**Extracted text:**
- - -
Time to Feel Better

Mom (in her words) is pretty much "sick and tired of being sick and tired." She thought that after radiation, she would bounce back quick. Towards the end of last week, she decided to quit taking her pain meds regularly. She thought it was the reason she felt worse. She complained that she felt better in the hospital then at home. We tried to explain that she was on Morphine Extended Release and Diladid shots every 3 to 4 hours while in the hospital. She wondered if she was getting worse since radiation stopped but I think the drugs in the hospital just did an awesome job masking the pain.

She's been using the dilator as instructed and it's not been as bad as she thought it would be. The outside burns have healed amazingly well. I wasn't sure that it would recover it was so burnt, swollen, and totally messed up. She did have another round of blisters come up following the last radiation treatment. It bothered her pretty bad especially when she had to go to the bathroom. But all in all, it's so much better than before.
- - -
**Records shown:**
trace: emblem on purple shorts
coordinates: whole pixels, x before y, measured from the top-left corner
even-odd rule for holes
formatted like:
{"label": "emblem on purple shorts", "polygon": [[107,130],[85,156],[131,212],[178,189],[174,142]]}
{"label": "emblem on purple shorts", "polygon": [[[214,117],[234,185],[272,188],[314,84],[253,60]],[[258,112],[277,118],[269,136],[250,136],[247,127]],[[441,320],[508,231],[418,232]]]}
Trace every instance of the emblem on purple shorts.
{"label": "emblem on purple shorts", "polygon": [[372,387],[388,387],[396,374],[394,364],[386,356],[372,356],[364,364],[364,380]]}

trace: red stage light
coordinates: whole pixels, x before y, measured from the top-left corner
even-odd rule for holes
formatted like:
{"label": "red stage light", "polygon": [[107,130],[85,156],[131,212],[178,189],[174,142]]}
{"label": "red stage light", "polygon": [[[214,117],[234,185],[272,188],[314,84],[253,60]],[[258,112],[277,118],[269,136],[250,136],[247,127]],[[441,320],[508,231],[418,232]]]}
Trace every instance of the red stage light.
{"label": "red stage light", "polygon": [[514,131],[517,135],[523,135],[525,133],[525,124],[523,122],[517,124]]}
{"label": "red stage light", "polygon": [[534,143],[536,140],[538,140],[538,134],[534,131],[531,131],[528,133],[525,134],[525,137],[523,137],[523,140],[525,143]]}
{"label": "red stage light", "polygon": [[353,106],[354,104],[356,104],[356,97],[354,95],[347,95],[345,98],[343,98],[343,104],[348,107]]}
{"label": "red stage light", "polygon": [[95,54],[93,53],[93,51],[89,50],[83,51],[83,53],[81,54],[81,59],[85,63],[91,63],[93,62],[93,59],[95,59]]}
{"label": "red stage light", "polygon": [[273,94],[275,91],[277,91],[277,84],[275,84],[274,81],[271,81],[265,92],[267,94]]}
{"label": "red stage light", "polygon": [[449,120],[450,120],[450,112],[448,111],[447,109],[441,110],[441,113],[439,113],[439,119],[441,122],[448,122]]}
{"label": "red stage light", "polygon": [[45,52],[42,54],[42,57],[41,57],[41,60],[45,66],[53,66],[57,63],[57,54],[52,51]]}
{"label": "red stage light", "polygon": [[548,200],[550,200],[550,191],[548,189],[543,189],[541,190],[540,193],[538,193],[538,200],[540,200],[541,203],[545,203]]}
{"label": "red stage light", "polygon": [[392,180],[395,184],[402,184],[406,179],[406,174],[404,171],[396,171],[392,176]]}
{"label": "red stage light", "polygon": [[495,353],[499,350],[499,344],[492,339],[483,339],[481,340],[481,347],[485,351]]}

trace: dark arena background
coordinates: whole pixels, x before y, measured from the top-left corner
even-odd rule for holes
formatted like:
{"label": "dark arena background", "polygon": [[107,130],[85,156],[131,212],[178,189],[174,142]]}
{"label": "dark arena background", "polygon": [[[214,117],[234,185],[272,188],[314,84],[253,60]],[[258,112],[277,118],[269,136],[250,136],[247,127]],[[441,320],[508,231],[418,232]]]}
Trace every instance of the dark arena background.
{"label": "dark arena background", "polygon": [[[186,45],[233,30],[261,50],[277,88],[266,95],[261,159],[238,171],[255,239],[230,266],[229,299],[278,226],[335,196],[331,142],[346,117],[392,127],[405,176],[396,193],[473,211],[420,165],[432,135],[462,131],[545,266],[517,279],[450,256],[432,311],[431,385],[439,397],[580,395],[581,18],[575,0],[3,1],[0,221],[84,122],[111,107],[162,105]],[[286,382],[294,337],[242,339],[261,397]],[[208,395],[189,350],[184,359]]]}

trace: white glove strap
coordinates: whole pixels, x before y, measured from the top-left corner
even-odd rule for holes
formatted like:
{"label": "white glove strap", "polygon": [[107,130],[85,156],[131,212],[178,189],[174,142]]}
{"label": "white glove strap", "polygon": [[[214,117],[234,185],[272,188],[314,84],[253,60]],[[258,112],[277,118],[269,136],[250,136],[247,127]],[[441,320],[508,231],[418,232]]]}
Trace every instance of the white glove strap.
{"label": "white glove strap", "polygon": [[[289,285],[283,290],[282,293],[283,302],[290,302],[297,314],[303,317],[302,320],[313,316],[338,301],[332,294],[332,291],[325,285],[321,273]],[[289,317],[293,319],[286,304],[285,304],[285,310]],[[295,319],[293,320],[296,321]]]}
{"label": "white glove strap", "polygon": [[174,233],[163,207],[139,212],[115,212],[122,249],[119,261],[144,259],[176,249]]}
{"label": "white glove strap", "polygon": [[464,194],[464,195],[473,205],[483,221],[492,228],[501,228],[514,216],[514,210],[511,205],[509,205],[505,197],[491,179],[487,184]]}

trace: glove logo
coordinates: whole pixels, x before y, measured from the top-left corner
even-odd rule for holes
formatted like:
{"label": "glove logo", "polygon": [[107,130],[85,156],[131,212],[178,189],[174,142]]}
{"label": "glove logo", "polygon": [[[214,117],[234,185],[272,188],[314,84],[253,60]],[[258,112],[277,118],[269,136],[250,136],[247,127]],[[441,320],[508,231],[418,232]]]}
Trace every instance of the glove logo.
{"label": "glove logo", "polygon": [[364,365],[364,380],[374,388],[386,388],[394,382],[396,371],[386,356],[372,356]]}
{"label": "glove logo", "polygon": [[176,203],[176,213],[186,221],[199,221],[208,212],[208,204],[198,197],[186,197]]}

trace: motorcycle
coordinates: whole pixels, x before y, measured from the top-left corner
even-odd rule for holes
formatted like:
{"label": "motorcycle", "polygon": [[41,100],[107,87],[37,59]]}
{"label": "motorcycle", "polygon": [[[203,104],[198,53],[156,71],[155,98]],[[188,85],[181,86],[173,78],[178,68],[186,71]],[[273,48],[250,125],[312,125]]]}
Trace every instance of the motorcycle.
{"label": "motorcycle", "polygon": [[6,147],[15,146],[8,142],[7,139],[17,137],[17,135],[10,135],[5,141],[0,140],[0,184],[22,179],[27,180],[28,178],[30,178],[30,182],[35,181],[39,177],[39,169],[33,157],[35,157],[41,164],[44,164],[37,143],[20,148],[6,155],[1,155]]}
- - -
**Exercise requirements:**
A - Print the part of the passage about recovering from radiation treatment that opens with the words containing "Mom (in her" and closes with "masking the pain.", copied word for word.
B - Carry on writing the passage about recovering from radiation treatment, picking up right after its final sentence.

**Outputs in order:**
A -
Mom (in her words) is pretty much "sick and tired of being sick and tired." She thought that after radiation, she would bounce back quick. Towards the end of last week, she decided to quit taking her pain meds regularly. She thought it was the reason she felt worse. She complained that she felt better in the hospital then at home. We tried to explain that she was on Morphine Extended Release and Diladid shots every 3 to 4 hours while in the hospital. She wondered if she was getting worse since radiation stopped but I think the drugs in the hospital just did an awesome job masking the pain.

B -
The last week or so of radiation was called boost. That's when they narrow the focus of the rays to the tumor itself. So that part of Mom's body was really hit hard with the more concentrated, potent ray, hopefully wiping out the tumor for good. Mom has hurt really bad in that area. I assume that her insides look like the outside did at it's worst. A couple of days last week, she went to the bathroom and strings of skin came out. When the skin came off the outside, it came off in sheets. Weird, because when you get a sunburn and peel, it flakes. The burns from the radiation had Mom's skin falling off in sheets. Anyway, it freaked Mom out, when it happened from the inside out.

Mom's also been struggling with nausea. She has to force herself to eat, b/c food tastes bad. Right now she's lost just over 10 pds, she can't really afford to lose much more weight. I'm not sure if the nausea is caused by the pain, the pain meds, or maybe just a side effect of the chemo/radiation.

Last Thursday, I went to Mom's house around 1:00pm and she was in bed hurting really bad. I checked the medicine log and she hadn't taken pain meds since the night before at 10pm. I brought her the pain meds. Dad said that he tried to get her to take the meds before but that she refused. She's tired of being drugged and is also worried about becoming addicted.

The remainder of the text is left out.